■ Problem statement ■
Print the entries below again exactly as they stand, but skip any picture.

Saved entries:
----------

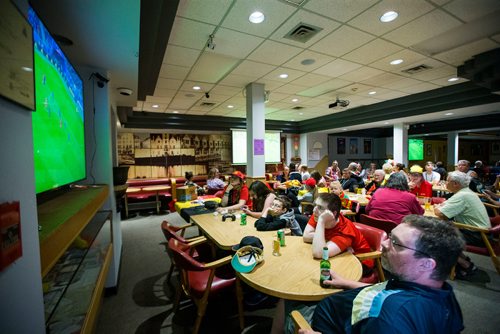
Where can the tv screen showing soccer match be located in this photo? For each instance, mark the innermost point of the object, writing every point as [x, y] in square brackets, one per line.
[58, 123]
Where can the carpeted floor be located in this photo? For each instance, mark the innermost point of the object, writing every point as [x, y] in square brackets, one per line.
[144, 300]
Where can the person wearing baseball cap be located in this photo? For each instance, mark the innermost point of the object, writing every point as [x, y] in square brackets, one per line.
[418, 186]
[235, 193]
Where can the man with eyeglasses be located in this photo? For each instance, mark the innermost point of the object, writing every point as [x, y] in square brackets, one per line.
[420, 254]
[464, 207]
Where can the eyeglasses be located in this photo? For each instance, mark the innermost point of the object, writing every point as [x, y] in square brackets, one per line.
[396, 243]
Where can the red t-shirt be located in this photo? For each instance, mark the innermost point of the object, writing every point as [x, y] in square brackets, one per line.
[425, 190]
[345, 234]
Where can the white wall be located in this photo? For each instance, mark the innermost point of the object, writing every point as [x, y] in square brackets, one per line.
[21, 299]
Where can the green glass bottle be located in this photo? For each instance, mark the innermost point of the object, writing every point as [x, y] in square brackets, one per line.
[324, 266]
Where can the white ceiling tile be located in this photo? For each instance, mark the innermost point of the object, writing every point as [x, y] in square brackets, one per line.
[252, 68]
[202, 10]
[163, 83]
[337, 67]
[459, 55]
[275, 13]
[190, 34]
[290, 89]
[275, 53]
[401, 83]
[423, 28]
[236, 80]
[324, 88]
[311, 79]
[342, 41]
[225, 90]
[469, 10]
[211, 67]
[235, 44]
[422, 87]
[381, 79]
[319, 60]
[408, 10]
[408, 57]
[180, 56]
[372, 51]
[340, 10]
[173, 71]
[361, 73]
[292, 74]
[303, 17]
[164, 92]
[188, 87]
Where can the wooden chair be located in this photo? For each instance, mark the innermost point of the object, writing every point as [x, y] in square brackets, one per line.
[177, 232]
[491, 249]
[199, 281]
[374, 237]
[384, 225]
[299, 322]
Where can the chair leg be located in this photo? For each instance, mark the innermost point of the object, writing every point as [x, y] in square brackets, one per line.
[171, 270]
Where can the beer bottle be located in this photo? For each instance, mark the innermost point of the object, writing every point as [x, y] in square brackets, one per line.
[324, 266]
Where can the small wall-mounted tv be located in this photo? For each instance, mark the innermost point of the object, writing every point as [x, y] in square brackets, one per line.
[415, 149]
[58, 123]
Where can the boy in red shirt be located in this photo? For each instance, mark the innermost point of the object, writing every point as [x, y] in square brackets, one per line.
[327, 227]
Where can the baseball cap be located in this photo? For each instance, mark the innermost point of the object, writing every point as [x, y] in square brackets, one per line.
[249, 240]
[238, 174]
[246, 258]
[416, 169]
[311, 182]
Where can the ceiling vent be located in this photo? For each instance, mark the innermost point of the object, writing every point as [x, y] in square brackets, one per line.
[417, 69]
[207, 104]
[296, 3]
[302, 32]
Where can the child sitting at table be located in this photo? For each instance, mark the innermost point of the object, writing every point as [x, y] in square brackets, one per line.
[278, 216]
[336, 188]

----------

■ Reply to the task ■
Where can the tv screen showing soccer match be located in this photo? For each instance, mark the innermost point of the object, writing every point as [x, y] in square brackets, one per line.
[58, 123]
Where can the carpeted floor be located in this photo? For each instance, mark the innermost point of the object, writing every point as [x, y] in square brackets, one per line.
[144, 300]
Where can the person wearing baseball cap be located in this photo? For each instance, mark the innermost point of the object, writing every point as [x, y] in square brackets, one per line.
[418, 186]
[235, 193]
Where can the man with eyeglasses be located in this photo? For each instance, mark the innermost point of the object, writing every point as [x, y] in square brackets, one per line.
[420, 254]
[464, 207]
Where can the eyeglasses be located in this photo? For each instance, mark the innermost point of the object, writing every point as [x, y] in square brackets, one per line.
[396, 243]
Where can the red t-shirt be located in this photo? For each instance, mark the innermost point of the object, writing every point as [x, y] in square brackets, one per line.
[425, 190]
[345, 234]
Where can the white wall be located in this photo? For each instance, mark the innermost point of the object, writing every point as [x, y] in square brackets, one per line.
[21, 299]
Where can the green glass bottle be located in this photo? For each instance, mark the innermost point of the object, writing every point as [x, y] in square brackets, one per line.
[324, 266]
Where can the white ceiling tile be located in this photo? For each instance, mark the innermost point of the object, writing every point as [x, y] in square brackets, one per line.
[252, 68]
[202, 10]
[163, 83]
[337, 67]
[459, 55]
[275, 13]
[190, 34]
[290, 89]
[275, 53]
[401, 83]
[423, 28]
[236, 80]
[324, 88]
[311, 79]
[342, 41]
[225, 90]
[469, 10]
[211, 67]
[235, 44]
[422, 87]
[381, 79]
[319, 60]
[408, 10]
[408, 57]
[180, 56]
[372, 51]
[340, 10]
[173, 71]
[361, 73]
[292, 74]
[303, 17]
[164, 92]
[188, 87]
Where can the wooden chair be located in this photo? For each instance, mark the innermost point of the object, writing every point as [x, y] in square brackets, one per line.
[177, 232]
[491, 249]
[199, 281]
[374, 237]
[384, 225]
[299, 322]
Where can the chair leg be located in this photo? For each instance, mark the innermost point of the object, writing every point as [x, y] in square brackets, one per line.
[171, 270]
Where can the beer bottle be located in this photo? For each instance, mark the innermost point of the object, writing every point as [x, y] in square brackets, one per line.
[324, 266]
Where can the small wall-mounted tv be located in this photo? For each instance, mark the innermost point of the object, writing every point as [x, y] in square brackets, one per line.
[415, 149]
[58, 123]
Where can the boy in red shirt be located in this photo? For each instance, mark the innermost point of the object, writing every point as [x, y] in square brackets, one per line.
[327, 227]
Where can the baseball cap be located in this photo? For each instance, mark the innermost point of the object, writing every point as [x, y] in square brackets, one per line.
[249, 240]
[238, 174]
[246, 258]
[416, 169]
[311, 182]
Where can the ceiling vent be located in this photo? For each instance, mark the innermost point of the object, writing every point as [x, y] in square brackets, one per line.
[417, 69]
[207, 104]
[296, 3]
[302, 32]
Where can the child sitting at table be located in this photo? For each instance, mark the innermost point of the object, writing every point as [x, y] in square brackets, one per line.
[278, 216]
[336, 188]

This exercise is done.